*Aim of the exercise:*
Only the lines from the one containing "Target: swirling sandstone wave" through the one containing "Target: striated rock layers" should be printed, exactly as they appear below, with both ends included.

*Supplied information:*
################

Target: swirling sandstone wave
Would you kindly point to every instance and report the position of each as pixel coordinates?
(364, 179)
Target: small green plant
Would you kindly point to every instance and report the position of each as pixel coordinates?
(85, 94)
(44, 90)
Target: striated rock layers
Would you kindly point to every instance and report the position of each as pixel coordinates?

################

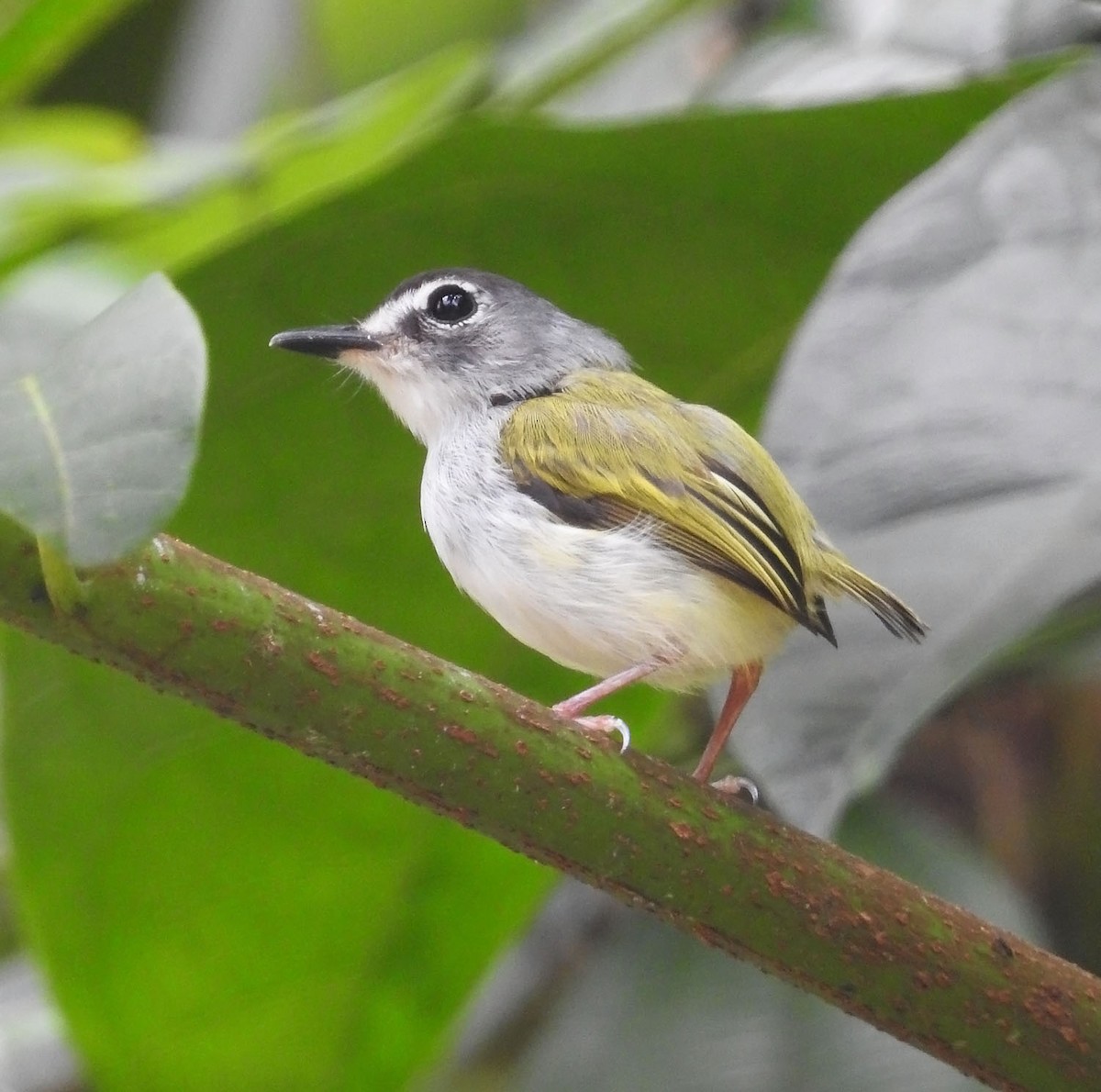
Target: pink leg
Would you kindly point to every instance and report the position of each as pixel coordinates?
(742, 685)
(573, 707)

################

*Solution to this task:*
Target: swirling sandstone wave
Would you kindly point to every instance and report the position of each as pixel coordinates?
(364, 179)
Target: small green plant
Would you kindly point to every instance and report the position of each as pixel coordinates?
(85, 94)
(44, 90)
Target: striated rock layers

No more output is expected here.